What the exercise asks:
Leave out the images and output the records word for word.

[Saved data entries]
- Opening Delimiter -

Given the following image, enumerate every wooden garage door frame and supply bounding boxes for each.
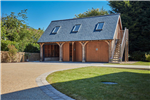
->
[86,41,109,62]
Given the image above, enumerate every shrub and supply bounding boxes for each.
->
[1,40,19,51]
[24,43,40,53]
[145,52,150,62]
[7,44,18,62]
[131,51,145,61]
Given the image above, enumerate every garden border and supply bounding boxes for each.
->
[36,66,88,100]
[36,64,149,100]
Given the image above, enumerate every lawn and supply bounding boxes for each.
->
[46,67,150,100]
[108,61,150,66]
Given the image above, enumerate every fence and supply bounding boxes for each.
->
[1,51,40,63]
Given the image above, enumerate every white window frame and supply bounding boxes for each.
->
[52,26,61,33]
[96,22,104,31]
[72,24,81,32]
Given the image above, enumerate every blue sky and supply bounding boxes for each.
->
[1,1,111,30]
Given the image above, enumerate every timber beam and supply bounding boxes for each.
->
[40,43,44,61]
[56,42,65,62]
[79,41,89,62]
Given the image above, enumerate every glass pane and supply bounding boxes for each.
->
[97,23,104,30]
[73,25,80,32]
[53,26,60,33]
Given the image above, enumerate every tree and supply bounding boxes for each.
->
[109,1,150,60]
[75,8,109,18]
[1,9,28,41]
[1,9,44,52]
[0,20,6,40]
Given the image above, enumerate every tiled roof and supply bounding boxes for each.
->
[38,13,120,43]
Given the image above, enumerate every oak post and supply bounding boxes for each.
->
[56,42,65,62]
[125,29,129,62]
[79,41,88,62]
[40,43,44,61]
[105,40,111,63]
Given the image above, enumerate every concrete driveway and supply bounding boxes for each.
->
[1,62,86,100]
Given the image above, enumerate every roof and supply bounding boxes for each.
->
[38,13,120,43]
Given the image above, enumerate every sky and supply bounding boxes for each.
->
[1,1,111,30]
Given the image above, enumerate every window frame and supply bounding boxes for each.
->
[96,22,104,31]
[72,24,81,32]
[52,26,61,34]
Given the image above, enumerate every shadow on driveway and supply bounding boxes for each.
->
[1,86,52,100]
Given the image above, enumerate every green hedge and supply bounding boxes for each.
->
[130,51,146,61]
[1,40,40,53]
[24,43,40,53]
[145,52,150,62]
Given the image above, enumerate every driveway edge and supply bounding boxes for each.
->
[36,67,88,100]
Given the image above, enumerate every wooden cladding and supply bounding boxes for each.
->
[86,41,109,62]
[44,45,59,57]
[62,42,82,62]
[74,42,82,61]
[63,42,70,61]
[44,40,109,62]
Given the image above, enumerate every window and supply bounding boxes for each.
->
[52,26,60,33]
[96,22,104,31]
[72,24,81,32]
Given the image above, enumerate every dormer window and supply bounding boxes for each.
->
[52,26,60,33]
[96,22,104,31]
[72,24,81,32]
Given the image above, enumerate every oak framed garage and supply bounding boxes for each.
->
[38,13,129,63]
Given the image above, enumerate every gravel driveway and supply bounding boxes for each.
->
[2,62,147,100]
[1,62,84,100]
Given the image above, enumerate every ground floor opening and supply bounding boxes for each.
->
[44,44,59,61]
[43,41,109,62]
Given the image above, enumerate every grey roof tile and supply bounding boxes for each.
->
[38,13,120,43]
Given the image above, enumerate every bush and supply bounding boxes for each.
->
[145,52,150,62]
[131,51,145,61]
[1,40,40,53]
[7,44,18,62]
[24,43,40,53]
[1,40,19,51]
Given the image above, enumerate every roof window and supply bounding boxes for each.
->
[52,26,60,33]
[72,24,81,32]
[96,22,104,31]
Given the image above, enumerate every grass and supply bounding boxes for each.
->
[108,61,150,66]
[46,67,150,100]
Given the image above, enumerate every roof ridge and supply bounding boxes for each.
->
[52,13,120,22]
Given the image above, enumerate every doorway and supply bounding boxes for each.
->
[69,43,72,61]
[44,44,59,61]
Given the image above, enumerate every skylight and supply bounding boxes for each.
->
[72,24,81,32]
[96,22,104,30]
[52,26,60,33]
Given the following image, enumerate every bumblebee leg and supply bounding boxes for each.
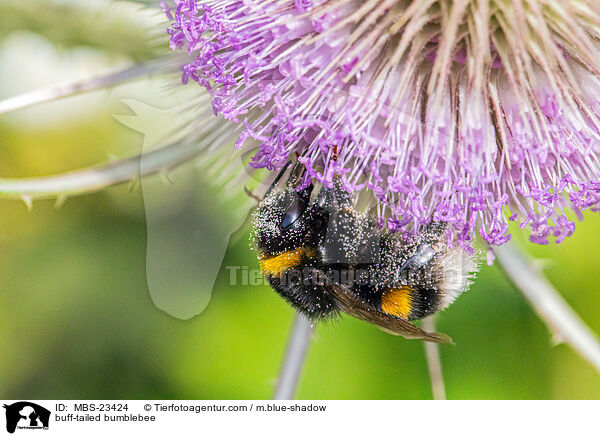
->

- Closing Delimiter -

Result of the exercise:
Given the following image, enumerate every wooden garage door frame and supply bounding boxes for each.
->
[86,41,109,62]
Given the image above, enumerate every shrub and supply bounding boxes for each.
->
[1,40,19,51]
[24,43,40,53]
[145,52,150,62]
[7,44,18,62]
[131,51,145,61]
Given the image above, enumerate every garden border and supply bounding boxes for each.
->
[36,66,88,100]
[36,64,149,100]
Given the image above, enumerate every lawn and supply bounding boxes for each.
->
[46,67,150,100]
[108,61,150,66]
Given the image above, enumerate every fence and supply bounding boxes for each.
->
[1,51,40,63]
Given the image above, enumerate every white window frame and supply bounding boxes for each.
->
[52,26,61,33]
[96,22,104,31]
[72,24,81,32]
Given the image above, enumerate every blue sky and supply bounding boxes for each.
->
[1,1,111,30]
Given the image above, enumerate every timber beam and supply bounding boxes for each.
->
[40,43,44,61]
[56,42,65,62]
[79,41,89,62]
Given the image above, enumerate every glass pane and supply bounding boxes for each.
->
[97,23,104,30]
[73,25,80,32]
[53,26,60,33]
Given the image above, enumerate every tree and supply bounding boxes for each.
->
[109,1,150,60]
[75,8,109,18]
[1,9,28,41]
[1,9,44,52]
[0,20,6,40]
Given the image above, enumerate every tiled roof and supply bounding boxes for each.
->
[38,13,120,43]
Given the image above, enumerate every oak post and supply bounding boxes for each.
->
[56,42,65,62]
[125,29,129,62]
[79,41,88,62]
[40,43,44,61]
[105,40,111,63]
Given the image above, enumerate every concrete driveway and supply bounding boxes for each.
->
[1,62,86,100]
Given the image above, enumerate every roof and supply bounding boxes for each.
->
[38,13,120,43]
Given the image above, enumerate every sky and supply bounding boxes for each.
->
[1,1,111,30]
Given the image above, enumerate every window frame and supply bounding boxes for each.
->
[96,22,104,31]
[72,24,81,32]
[52,26,61,34]
Given the image above, enumerate every shadow on driveway and supply bounding boxes for each.
->
[1,86,52,100]
Given the image above, enumerate every green hedge and supply bounding boxes for each.
->
[130,51,146,61]
[1,40,40,53]
[24,43,40,53]
[145,52,150,62]
Given the image above, enumerate every driveway edge and supply bounding boxes for each.
->
[36,67,88,100]
Given the image above, enumerate every wooden cladding and supply bounding boxes for each.
->
[86,41,109,62]
[44,45,59,57]
[62,42,82,62]
[74,42,82,61]
[63,42,70,61]
[44,40,109,62]
Given the image above, enumerate every window and supply bounding boxes for each.
->
[52,26,60,33]
[96,22,104,31]
[72,24,81,32]
Given the image above, enumerate every dormer window and supply bounding boxes for each.
->
[52,26,60,33]
[96,22,104,31]
[72,24,81,32]
Given the image above, enumerate every oak framed garage and supply bounding boxes for each.
->
[38,13,129,63]
Given the image above, enumerate every gravel driveway and supply bounding boxes for each.
->
[2,62,147,100]
[1,62,84,100]
Given the image above, enumerate every ground floor opening and supply bounding boxes for each.
->
[44,44,59,61]
[43,41,109,62]
Given the image above, enumerate every grey roof tile and supply bounding boxes for each.
->
[38,13,120,43]
Given the image above, enumerate every bush and supply bounding boxes for each.
->
[145,52,150,62]
[131,51,145,61]
[1,40,40,53]
[7,44,18,62]
[24,43,40,53]
[1,40,19,51]
Given the image above, enumerate every roof window and supply bounding boxes for each.
->
[52,26,60,33]
[72,24,81,32]
[96,22,104,31]
Given the image above, enumerate every grass and supply bounding boxes for each.
->
[108,61,150,66]
[46,67,150,100]
Given the image above, enumerate every roof ridge and supply bounding boxes for each.
->
[52,13,120,22]
Given the image above, enumerate every doorway and supply bounding boxes for each.
->
[69,43,72,61]
[44,44,59,61]
Given the image above, enumerate every skylight and supply bounding boxes for each.
->
[72,24,81,32]
[96,22,104,30]
[52,26,60,33]
Given the following image, enumerate every bumblebee leg and supply bounding boxes for each.
->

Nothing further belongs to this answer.